> _Your assignment_:
In the records below, find the line with "box: [397, 112, 468, 119]" and the line with "box: [422, 198, 444, 226]"; return exactly those lines and every line between them.
* * *
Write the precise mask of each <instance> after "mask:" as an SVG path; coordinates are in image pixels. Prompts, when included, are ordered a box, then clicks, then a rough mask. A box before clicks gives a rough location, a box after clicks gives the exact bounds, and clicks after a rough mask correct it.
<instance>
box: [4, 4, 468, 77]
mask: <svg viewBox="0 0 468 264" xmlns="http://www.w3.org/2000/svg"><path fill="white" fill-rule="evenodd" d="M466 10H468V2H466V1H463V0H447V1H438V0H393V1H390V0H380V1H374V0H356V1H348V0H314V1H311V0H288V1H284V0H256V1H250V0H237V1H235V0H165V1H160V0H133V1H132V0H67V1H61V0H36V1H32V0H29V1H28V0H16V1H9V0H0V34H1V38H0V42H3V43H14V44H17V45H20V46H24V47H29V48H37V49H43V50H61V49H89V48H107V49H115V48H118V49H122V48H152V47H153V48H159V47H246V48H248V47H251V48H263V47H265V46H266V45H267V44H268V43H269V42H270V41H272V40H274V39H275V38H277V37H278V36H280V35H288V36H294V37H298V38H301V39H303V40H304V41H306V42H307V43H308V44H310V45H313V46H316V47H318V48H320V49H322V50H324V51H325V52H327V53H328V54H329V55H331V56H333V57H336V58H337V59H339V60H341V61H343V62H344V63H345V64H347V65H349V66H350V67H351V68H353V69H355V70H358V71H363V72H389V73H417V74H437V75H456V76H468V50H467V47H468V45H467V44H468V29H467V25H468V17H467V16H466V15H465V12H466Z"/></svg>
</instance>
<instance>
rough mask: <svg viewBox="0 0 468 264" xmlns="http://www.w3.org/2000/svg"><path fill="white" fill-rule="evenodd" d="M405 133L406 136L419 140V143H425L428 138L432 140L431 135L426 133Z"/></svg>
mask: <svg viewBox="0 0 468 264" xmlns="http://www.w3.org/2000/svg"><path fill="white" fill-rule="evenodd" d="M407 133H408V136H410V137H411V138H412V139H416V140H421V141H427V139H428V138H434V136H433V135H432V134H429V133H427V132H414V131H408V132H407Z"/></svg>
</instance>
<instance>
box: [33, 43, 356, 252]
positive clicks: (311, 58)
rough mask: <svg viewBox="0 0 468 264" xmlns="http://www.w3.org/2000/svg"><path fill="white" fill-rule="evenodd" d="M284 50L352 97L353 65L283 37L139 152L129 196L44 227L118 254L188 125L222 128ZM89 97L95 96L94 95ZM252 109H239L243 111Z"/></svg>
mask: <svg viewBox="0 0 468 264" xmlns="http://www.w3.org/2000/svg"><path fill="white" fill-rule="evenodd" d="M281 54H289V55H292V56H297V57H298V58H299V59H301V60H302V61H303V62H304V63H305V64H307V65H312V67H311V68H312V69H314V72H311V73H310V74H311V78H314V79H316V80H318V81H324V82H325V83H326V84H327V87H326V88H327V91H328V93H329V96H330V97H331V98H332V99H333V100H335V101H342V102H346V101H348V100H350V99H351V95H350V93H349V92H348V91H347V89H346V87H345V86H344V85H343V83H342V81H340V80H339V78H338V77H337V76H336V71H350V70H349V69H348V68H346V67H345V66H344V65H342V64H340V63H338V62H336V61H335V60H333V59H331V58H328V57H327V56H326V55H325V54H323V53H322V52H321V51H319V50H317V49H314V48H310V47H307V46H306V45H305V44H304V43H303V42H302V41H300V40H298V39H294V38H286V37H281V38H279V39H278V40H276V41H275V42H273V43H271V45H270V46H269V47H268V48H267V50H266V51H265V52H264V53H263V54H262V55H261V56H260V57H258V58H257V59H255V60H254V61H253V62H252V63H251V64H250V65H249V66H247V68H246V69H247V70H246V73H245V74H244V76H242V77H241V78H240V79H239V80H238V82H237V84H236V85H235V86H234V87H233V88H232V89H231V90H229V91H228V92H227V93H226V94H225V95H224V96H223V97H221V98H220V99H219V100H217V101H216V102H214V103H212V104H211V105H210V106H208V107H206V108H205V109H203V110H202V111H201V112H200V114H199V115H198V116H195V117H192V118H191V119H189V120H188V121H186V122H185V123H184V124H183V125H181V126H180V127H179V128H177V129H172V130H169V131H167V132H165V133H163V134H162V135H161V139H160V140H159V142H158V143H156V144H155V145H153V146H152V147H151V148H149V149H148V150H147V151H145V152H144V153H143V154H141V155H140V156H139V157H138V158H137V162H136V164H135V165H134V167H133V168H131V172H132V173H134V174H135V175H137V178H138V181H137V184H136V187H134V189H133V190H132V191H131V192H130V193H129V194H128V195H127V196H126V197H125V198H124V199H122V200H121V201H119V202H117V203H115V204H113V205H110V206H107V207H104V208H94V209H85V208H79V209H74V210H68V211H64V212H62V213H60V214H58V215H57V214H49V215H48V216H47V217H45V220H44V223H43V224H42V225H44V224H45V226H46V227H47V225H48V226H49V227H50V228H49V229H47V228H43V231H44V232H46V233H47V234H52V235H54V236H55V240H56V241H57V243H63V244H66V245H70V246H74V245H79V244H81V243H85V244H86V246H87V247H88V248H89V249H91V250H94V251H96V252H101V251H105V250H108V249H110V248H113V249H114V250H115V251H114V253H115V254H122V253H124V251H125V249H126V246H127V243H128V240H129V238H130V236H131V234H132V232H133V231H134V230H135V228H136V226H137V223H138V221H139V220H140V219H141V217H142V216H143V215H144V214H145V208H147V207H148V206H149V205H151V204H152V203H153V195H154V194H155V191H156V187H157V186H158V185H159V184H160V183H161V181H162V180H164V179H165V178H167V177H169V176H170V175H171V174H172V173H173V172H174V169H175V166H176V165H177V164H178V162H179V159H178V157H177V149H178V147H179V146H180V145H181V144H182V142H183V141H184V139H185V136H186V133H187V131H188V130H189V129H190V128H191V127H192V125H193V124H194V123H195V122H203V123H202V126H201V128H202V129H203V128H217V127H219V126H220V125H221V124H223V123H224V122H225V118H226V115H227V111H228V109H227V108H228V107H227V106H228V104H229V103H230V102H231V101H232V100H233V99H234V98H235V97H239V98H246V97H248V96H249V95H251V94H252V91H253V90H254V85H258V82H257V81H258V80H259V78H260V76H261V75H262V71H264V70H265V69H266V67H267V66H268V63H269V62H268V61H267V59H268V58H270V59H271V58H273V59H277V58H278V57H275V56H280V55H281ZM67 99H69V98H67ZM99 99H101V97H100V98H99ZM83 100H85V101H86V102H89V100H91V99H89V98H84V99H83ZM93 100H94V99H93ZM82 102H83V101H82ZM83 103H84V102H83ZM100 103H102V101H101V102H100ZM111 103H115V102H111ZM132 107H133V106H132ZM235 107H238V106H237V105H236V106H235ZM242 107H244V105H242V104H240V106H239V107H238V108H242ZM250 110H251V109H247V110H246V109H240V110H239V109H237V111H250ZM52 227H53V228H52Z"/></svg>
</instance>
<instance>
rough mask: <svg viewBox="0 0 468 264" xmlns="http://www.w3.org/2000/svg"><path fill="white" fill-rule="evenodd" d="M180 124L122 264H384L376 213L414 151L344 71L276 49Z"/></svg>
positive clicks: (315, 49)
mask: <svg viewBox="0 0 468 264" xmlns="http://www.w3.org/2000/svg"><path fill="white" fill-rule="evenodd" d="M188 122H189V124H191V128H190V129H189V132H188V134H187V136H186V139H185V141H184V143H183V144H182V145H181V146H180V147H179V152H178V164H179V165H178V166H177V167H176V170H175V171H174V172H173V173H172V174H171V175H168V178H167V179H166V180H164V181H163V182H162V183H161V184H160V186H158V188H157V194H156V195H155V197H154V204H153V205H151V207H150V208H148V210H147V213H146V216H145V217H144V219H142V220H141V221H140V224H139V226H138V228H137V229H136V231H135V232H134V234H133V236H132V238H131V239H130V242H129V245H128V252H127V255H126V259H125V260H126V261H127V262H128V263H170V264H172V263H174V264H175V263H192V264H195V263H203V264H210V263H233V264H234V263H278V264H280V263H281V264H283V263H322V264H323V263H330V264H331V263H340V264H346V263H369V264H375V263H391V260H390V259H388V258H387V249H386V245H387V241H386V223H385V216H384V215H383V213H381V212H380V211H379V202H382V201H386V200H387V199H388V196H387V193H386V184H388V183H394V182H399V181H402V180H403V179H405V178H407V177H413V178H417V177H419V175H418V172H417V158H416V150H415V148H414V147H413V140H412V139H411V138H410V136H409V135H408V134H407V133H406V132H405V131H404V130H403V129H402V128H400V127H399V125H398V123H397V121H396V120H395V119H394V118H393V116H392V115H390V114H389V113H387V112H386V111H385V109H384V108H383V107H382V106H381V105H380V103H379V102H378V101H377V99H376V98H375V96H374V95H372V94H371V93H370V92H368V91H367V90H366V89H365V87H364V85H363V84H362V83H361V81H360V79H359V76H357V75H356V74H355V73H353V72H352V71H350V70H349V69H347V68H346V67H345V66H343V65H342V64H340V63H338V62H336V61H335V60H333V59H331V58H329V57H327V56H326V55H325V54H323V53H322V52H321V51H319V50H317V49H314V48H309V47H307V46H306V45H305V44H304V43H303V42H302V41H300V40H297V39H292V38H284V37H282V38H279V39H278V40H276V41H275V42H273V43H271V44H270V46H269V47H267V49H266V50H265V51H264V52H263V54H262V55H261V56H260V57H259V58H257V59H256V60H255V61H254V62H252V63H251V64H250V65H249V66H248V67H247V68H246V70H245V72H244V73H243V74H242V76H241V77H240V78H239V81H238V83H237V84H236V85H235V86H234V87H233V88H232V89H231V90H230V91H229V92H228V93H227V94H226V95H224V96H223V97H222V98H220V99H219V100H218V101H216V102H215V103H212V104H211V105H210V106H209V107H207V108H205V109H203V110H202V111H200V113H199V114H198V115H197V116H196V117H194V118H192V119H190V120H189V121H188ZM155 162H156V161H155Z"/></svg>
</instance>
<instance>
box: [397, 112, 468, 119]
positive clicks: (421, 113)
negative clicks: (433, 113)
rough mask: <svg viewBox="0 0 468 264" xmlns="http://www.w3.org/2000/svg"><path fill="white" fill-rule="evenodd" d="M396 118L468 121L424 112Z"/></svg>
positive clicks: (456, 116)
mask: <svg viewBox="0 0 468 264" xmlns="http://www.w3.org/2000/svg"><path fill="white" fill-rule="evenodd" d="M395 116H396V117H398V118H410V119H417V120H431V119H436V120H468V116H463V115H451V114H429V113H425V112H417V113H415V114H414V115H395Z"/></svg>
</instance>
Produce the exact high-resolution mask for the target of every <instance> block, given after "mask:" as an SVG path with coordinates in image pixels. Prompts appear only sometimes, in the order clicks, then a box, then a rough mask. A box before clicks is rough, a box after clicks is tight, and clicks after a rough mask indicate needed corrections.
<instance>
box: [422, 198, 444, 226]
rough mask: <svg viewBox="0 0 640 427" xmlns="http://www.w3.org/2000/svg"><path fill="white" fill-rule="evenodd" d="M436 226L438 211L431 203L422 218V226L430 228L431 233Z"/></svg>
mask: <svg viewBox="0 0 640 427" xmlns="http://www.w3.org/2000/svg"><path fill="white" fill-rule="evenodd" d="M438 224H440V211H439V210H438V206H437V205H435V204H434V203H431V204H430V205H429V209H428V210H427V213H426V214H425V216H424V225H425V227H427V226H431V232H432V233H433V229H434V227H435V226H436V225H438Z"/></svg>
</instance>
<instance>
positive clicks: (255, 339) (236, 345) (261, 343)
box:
* * *
> _Task solution_:
box: [397, 112, 468, 119]
positive clicks: (421, 113)
negative clicks: (433, 113)
rough mask: <svg viewBox="0 0 468 264" xmlns="http://www.w3.org/2000/svg"><path fill="white" fill-rule="evenodd" d="M396 118L468 121L424 112Z"/></svg>
positive clicks: (456, 116)
mask: <svg viewBox="0 0 468 264" xmlns="http://www.w3.org/2000/svg"><path fill="white" fill-rule="evenodd" d="M395 116H396V117H398V118H410V119H417V120H431V119H436V120H468V116H463V115H451V114H429V113H425V112H417V113H415V114H414V115H395Z"/></svg>
</instance>
Produce the exact high-resolution mask for the target of every <instance> block, given after "mask:" as an SVG path with coordinates in image pixels. Prompts appear only sometimes, in the order clicks, then a box, then a rough mask. A box before clicks is rough, a box after clicks is tight, and clicks after a rough mask indicate needed corrections.
<instance>
box: [422, 198, 444, 226]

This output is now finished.